### Work to be completed
Read the data and repeat it in full, exactly.

### Provided data
● ● ●

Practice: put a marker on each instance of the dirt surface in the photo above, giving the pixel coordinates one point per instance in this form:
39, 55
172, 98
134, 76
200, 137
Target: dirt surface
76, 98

● ● ●

### Answer to this exercise
Practice: put a marker on each instance of the dirt surface in the photo above, giving the pixel coordinates one point per instance in this form:
39, 55
172, 98
134, 76
200, 137
Target: dirt surface
76, 98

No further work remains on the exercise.